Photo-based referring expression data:
....................

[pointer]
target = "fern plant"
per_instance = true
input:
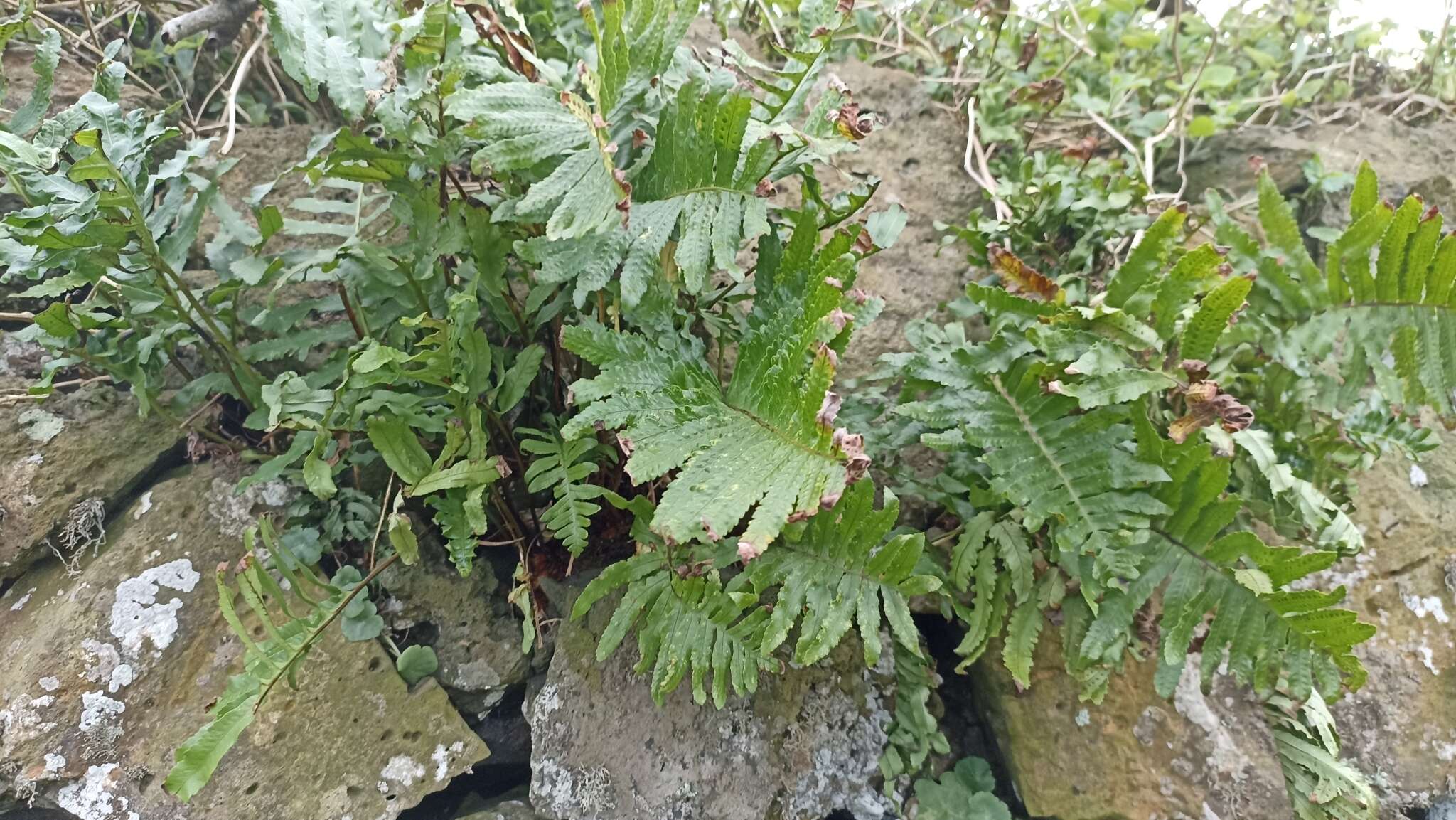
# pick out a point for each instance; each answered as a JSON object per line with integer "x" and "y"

....................

• [WORK TO BE COMPLETED]: Leave every picture out, and repeat exactly the lines from the one containing "per_instance = true" through the last line of the entries, both ends included.

• [ANSWER TO THIS EXERCISE]:
per_instance = true
input:
# pick out a point for each instance; each answered as a JSON object per line with integer "x" and "y"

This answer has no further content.